Return every line of the entries below with nothing altered.

Records of labeled points:
* Begin *

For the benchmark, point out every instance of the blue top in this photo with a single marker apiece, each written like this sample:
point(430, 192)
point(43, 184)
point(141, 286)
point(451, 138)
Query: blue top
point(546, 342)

* End *

Output for this task
For the benchmark, point out every instance of the blue top in this photo with a single marker apiece, each written like this sample:
point(430, 192)
point(43, 184)
point(141, 286)
point(451, 138)
Query: blue top
point(546, 342)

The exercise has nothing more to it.